▶ **Requirement A**
In the advice column, how old is the son the letter writer and his wife have together?
▶ **Requirement B**
Write the next part of the advice column, picking up right after its final sentence.

══ Excerpted passage

Annie's Mailbox: Not 15 in Nebraska
Dear Annie: I am 45 years old, married 11 years. My wife and I were both married before and have grown children from our first marriages. We have a 10-year-old son together.
Here's the problem. My wife treats me like I am 15 years old. She expects me to come home from work and sit in front of the television. I have friends who I am not allowed to socialize with, nor am I permitted to go to any of their homes. I have been invited to go fishing with the guys, which includes an overnight stay, and she said I can't go (although it is fine if I take my son fishing, just the two of us).
My wife likes to have time to herself, but it's a no-no for me. I can go to bed early while she stays up, but if she is tired, I have to go to bed when she does. I am not allowed to stay up by myself. I even have to go to the store when she goes.
I am tired of it and have no intention of living the rest of my life like this. What do you suggest? -- Not 15 in Nebraska
Dear Not 15: Your wife needs to control everything you do because she is terribly insecure. Worse, for the past 11 years, you have given her the impression that she can get away with it. Your wife must learn that even with more freedom you won't betray her, so assert yourself in a firm, non-threatening way. ("No, I'm not tired yet. I'll come to bed later." Repeat.) Overnight trips with your buddies will be harder to finesse.
Some marriage counseling would probably be useful, so each of you can express your needs to an impartial third party. It's certainly worth looking into before your resentment boils over completely.
Dear Annie: I work with a man who is constantly eating at his desk. All day long, there are bowls of cereal, fruit or salad and boxes of crackers, and in between, he chews gum or slurps cans of pop. While none of these things is particularly pleasant, what's impossible to ignore is that he never closes his mouth except to smack his lips.

════
══ Extracted records

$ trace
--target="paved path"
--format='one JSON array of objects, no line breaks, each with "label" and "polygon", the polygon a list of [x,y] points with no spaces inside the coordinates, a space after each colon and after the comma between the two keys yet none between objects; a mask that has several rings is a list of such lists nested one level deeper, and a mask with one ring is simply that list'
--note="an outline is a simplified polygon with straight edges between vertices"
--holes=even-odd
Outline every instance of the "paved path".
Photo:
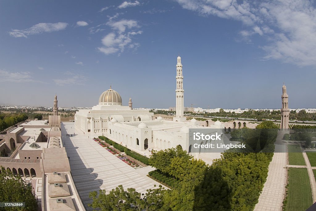
[{"label": "paved path", "polygon": [[[276,145],[275,152],[286,152],[285,145]],[[287,153],[275,152],[269,165],[267,180],[254,210],[280,211],[285,194],[287,162]]]},{"label": "paved path", "polygon": [[[88,138],[88,135],[75,130],[73,123],[65,124],[61,127],[63,141],[70,158],[74,180],[87,210],[92,210],[88,206],[92,202],[89,198],[91,191],[101,189],[109,191],[122,184],[125,189],[133,188],[144,193],[154,184],[160,184],[146,176],[153,170],[151,167],[132,168],[94,141],[91,135]],[[74,133],[72,137],[66,136],[67,133],[74,136]]]},{"label": "paved path", "polygon": [[307,165],[287,165],[286,167],[288,168],[307,168]]},{"label": "paved path", "polygon": [[311,183],[311,187],[312,188],[312,194],[313,197],[313,203],[316,202],[316,182],[314,177],[314,173],[313,173],[313,169],[309,163],[309,160],[307,157],[306,152],[303,152],[303,156],[304,157],[305,162],[307,166],[307,172],[308,173],[308,177],[309,177],[309,182]]}]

════

▶ **Task response A**
He is 10 years old.

▶ **Task response B**
My supervisor says this is my problem, and he has no plans to ask the man to stop eating at his desk. He says I should "grow up and get over it." I say it's bad manners on my co-worker's part and he needs to develop some business etiquette. What do you say? -- Fed Up in Oregon
Dear Oregon: Of course your co-worker should eat with his mouth closed, as should everyone. This is especially annoying in a small office where you cannot avoid hearing and seeing. Since your supervisor will not intervene, you may as well speak to your co-worker directly. Say nicely, "Bob, I'm sure you don't realize that you eat with your mouth open. Would you mind keeping the sound effects down, please?" If that doesn't help, invest in some headphones and turn your chair away.
Dear Annie: A few years back, after a long hard day at work, I took off all my clothes when I got home and realized how great it felt to be naked. Since I lived alone, I continued to be nude while at home. I have shades that provide privacy, and I keep a robe handy in case I need to answer the door.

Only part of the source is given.